─── Text ───

At its heart a collection of love poems, Because we could not dance at the wedding is about coming out, coming to terms and settling down. Through a series of vividly observed scenes – from single-bedded student flat to registry office waiting room, from a clumsy hotel-room dance to the enforced domestic retreat of lockdown – these poems chronicle a relationship across two decades. Michael McKimm, whose work has been described as ‘powerfully tactile’ (Penelope Shuttle) and ‘delicately momentous’ (TLS), has developed a gently radical urban-pastoral, where beating the bounds of his east London neighbourhood may be a negotiation with anxiety and threat, but is always – ultimately – a celebration of falling in love and finding joy in an uncertain world.

─── Supplied material ───

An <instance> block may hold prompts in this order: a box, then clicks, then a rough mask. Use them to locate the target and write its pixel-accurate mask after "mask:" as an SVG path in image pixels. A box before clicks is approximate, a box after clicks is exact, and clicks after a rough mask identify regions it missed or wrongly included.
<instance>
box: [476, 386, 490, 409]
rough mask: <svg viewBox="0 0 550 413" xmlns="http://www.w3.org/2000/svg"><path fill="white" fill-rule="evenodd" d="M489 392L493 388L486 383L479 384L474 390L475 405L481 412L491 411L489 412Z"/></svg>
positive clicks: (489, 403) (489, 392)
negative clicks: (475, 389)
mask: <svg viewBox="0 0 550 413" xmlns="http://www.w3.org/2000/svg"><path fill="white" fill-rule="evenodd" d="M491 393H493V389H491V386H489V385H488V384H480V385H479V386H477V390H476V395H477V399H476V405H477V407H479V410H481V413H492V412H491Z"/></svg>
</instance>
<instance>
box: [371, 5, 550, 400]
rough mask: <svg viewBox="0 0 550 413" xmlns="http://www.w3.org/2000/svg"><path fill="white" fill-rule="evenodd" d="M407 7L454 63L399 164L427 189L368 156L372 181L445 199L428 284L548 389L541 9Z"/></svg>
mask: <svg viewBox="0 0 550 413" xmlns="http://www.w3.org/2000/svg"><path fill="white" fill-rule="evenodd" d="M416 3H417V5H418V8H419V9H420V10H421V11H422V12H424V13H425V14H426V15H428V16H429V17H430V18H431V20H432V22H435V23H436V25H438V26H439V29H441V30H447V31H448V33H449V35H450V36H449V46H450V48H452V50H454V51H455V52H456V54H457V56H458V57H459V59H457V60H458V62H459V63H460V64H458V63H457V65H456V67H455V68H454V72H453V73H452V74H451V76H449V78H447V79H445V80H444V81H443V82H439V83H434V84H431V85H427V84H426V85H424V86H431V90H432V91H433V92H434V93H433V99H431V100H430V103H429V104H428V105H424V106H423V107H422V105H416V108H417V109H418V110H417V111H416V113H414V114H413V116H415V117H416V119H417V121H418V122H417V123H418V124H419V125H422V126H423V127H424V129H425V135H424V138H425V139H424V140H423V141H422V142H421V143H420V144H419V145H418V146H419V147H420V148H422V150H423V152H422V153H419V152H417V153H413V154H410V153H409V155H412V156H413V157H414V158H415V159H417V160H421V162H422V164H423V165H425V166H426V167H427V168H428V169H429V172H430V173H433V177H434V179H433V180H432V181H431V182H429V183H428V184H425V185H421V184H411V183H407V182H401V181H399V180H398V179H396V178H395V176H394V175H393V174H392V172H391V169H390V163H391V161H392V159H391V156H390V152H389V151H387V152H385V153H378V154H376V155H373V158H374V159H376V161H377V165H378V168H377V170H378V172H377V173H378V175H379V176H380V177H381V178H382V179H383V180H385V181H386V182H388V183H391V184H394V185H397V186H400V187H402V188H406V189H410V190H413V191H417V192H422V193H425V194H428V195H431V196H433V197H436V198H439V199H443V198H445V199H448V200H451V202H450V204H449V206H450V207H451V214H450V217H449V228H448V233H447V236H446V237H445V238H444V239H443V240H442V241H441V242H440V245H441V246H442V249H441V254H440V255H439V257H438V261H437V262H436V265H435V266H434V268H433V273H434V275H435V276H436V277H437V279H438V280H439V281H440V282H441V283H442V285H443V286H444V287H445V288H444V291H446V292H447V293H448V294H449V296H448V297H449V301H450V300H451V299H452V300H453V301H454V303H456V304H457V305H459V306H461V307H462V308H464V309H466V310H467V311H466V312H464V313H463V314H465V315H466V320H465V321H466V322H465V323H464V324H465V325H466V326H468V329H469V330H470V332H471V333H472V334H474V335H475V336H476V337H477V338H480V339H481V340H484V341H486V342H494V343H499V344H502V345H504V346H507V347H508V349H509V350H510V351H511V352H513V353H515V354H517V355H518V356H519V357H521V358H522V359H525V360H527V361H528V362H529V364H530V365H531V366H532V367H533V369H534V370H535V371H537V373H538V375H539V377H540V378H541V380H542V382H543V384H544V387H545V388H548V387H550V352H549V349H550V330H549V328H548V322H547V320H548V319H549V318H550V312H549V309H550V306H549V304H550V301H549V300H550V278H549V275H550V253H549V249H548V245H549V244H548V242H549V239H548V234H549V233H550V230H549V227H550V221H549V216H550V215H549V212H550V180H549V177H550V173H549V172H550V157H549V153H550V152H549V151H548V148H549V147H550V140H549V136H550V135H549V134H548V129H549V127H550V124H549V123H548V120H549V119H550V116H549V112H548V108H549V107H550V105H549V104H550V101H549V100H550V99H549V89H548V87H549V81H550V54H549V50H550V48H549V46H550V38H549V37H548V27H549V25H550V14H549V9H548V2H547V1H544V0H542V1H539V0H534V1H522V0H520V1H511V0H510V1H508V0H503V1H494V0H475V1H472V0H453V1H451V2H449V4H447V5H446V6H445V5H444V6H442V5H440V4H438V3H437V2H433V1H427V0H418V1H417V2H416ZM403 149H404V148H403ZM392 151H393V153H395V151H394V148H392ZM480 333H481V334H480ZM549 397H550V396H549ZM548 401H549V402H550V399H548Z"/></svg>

───

- **Assignment**
In the book description, which phrase is attributed to the TLS as a description of Michael McKimm's work?

- **Exercise solution**
‘Delicately momentous’